▸ Objective: Print the material below line for line, without any change, and omit the pictures from your output.

Rows from a pointing dataset:
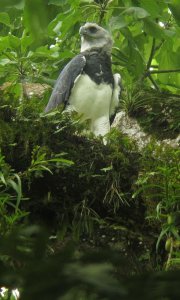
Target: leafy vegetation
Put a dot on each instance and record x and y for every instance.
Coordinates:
(78, 219)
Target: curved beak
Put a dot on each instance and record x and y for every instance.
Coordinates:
(82, 31)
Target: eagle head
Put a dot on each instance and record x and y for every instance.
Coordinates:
(94, 36)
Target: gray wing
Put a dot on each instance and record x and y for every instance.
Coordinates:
(65, 81)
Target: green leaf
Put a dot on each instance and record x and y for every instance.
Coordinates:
(4, 43)
(137, 12)
(152, 7)
(14, 41)
(4, 19)
(58, 2)
(175, 9)
(118, 22)
(153, 29)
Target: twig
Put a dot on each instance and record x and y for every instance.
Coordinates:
(151, 54)
(154, 83)
(163, 71)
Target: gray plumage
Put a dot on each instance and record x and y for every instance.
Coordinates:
(86, 84)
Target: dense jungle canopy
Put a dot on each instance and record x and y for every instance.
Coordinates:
(80, 219)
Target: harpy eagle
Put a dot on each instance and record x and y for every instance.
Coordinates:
(86, 84)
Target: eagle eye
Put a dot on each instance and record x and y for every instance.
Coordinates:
(93, 29)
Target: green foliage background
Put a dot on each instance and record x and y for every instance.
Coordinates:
(56, 180)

▸ Final result:
Target: leafy vegetation
Put a dot on each instance and record x and y for every instance.
Coordinates:
(78, 219)
Target: curved beak
Put a dot on each instance and record x and y for every instance.
Coordinates:
(82, 31)
Target: eagle head
Put a dot on each instance and record x and y for every instance.
Coordinates:
(94, 36)
Target: gray wing
Put a dot on each instance and record x and y for every instance.
Coordinates:
(65, 81)
Target: green leaf
Put a dot on each instance and record x and y for every instance.
Coordinates:
(4, 43)
(137, 12)
(152, 7)
(14, 41)
(4, 19)
(58, 2)
(175, 9)
(118, 22)
(153, 29)
Target: twig
Put a dot on each instance and record x and y for every instance.
Coordinates:
(151, 54)
(154, 83)
(163, 71)
Target: gray plumage
Put a dot on each instance and record x and y for every instance.
Coordinates:
(86, 84)
Target: dense jungle canopy
Put a dot on each instance and record x and y for every instance.
Coordinates:
(80, 219)
Target: harpy eagle
Put a dot on each instance and record x and y for every instance.
Coordinates:
(86, 84)
Target: eagle eye
Put a dot on each instance and record x and y for every instance.
Coordinates:
(93, 29)
Target: green foliage background
Put a dot on each instance and record x and y for every instance.
Coordinates:
(56, 180)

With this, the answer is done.